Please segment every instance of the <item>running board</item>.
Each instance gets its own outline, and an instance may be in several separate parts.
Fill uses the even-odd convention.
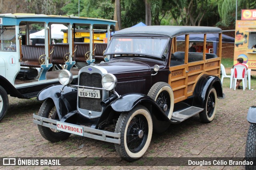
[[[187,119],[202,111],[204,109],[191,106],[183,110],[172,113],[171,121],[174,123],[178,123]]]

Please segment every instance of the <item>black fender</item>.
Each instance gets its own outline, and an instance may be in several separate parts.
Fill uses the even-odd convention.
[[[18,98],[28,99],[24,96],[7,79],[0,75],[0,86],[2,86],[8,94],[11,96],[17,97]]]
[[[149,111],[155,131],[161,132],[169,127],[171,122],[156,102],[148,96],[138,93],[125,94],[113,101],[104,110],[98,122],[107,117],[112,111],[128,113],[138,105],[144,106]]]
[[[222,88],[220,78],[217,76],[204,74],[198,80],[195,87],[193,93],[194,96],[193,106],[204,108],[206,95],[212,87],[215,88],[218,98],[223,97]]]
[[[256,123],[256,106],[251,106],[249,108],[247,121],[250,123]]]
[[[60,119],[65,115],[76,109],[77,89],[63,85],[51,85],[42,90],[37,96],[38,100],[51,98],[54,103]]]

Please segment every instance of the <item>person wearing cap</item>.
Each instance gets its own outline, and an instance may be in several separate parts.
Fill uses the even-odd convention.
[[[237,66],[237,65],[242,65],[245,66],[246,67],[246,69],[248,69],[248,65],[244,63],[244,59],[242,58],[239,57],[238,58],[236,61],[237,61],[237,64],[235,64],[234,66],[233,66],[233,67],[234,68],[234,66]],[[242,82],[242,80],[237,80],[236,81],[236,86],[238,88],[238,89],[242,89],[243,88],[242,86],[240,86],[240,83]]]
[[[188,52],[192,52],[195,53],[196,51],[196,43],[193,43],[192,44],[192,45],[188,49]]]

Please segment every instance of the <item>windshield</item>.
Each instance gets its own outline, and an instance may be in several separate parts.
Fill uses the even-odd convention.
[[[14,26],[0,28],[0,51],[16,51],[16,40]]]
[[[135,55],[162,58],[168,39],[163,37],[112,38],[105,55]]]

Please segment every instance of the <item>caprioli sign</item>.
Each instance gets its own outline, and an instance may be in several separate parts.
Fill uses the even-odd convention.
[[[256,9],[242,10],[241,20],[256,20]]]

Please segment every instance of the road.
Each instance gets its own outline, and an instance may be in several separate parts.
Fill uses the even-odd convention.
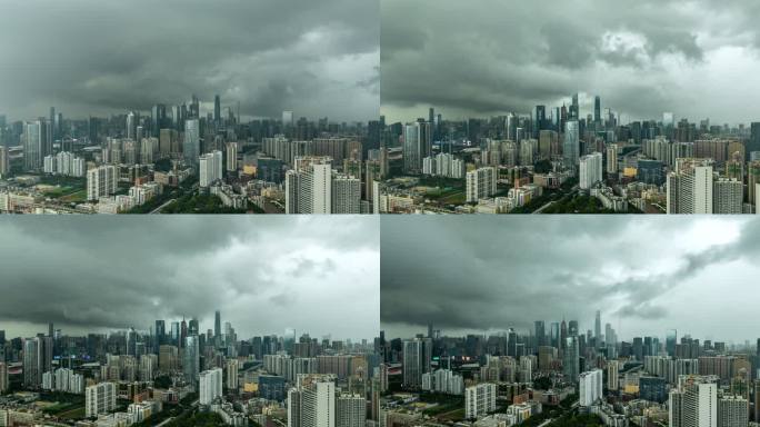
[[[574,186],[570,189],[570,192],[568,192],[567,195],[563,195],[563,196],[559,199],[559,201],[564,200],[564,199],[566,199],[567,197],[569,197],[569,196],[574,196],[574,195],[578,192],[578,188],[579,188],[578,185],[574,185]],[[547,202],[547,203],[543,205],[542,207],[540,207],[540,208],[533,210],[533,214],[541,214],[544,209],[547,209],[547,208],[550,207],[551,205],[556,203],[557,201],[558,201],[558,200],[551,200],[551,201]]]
...
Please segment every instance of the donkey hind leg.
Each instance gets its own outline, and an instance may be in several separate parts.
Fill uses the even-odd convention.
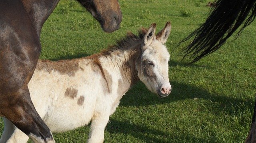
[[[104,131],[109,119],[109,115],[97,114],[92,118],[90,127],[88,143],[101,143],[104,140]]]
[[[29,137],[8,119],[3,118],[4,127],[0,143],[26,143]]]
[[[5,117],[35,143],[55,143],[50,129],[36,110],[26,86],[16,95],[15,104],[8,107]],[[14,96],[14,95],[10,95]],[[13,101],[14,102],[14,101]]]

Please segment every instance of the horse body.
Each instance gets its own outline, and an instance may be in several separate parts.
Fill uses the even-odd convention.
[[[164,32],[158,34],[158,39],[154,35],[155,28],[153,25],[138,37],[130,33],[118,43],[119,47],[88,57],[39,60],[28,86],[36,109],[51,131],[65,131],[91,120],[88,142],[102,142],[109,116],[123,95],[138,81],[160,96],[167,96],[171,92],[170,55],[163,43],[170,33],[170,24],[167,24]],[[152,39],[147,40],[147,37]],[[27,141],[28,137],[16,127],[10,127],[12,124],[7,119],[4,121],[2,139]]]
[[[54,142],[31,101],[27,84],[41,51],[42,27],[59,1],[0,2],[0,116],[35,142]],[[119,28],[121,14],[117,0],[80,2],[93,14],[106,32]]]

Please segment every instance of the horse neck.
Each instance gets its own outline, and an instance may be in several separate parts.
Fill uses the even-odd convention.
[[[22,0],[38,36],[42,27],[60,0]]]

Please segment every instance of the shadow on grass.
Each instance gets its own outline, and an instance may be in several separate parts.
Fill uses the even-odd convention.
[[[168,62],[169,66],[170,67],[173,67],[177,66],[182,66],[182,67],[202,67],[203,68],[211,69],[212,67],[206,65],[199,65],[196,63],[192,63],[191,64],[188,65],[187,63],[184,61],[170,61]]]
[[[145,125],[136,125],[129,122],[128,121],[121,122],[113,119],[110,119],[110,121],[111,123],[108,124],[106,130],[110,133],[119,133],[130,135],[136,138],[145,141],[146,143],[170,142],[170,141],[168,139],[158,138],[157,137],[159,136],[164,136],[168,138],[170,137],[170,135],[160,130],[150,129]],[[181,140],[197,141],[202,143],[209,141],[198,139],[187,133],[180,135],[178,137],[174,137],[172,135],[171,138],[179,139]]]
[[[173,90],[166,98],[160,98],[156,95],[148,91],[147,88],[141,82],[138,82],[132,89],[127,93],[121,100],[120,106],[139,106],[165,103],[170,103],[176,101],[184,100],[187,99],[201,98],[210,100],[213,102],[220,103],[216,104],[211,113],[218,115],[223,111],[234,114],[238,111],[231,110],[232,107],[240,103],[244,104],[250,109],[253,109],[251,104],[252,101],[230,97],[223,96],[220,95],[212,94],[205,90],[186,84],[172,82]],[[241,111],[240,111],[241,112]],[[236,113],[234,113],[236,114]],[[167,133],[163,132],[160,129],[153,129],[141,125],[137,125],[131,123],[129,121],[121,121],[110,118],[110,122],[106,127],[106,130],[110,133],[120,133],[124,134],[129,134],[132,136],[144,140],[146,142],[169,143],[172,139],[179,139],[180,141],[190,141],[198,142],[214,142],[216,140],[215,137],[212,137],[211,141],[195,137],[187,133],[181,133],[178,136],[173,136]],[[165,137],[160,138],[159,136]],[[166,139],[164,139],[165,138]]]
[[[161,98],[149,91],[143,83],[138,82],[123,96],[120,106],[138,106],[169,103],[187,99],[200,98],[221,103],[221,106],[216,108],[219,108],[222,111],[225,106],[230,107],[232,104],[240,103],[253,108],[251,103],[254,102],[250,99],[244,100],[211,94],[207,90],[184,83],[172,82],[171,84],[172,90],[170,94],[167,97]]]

◆ **Exercise goal**:
Copy out only the stretch of records from the line containing "Please segment every instance of the <item>windshield</item>." through the line containing "[[[135,55],[162,58],[168,39],[163,37],[112,38],[105,55]]]", swapping "windshield" for "windscreen" and keeping everything else the same.

◆ **Full answer**:
Please segment every instance of the <item>windscreen</item>.
Each instance gets its own outline, and an instance may be in several separate parts.
Fill uses the even-odd convention.
[[[14,26],[0,28],[0,51],[16,51],[16,40]]]
[[[135,55],[162,58],[168,39],[163,37],[112,38],[105,55]]]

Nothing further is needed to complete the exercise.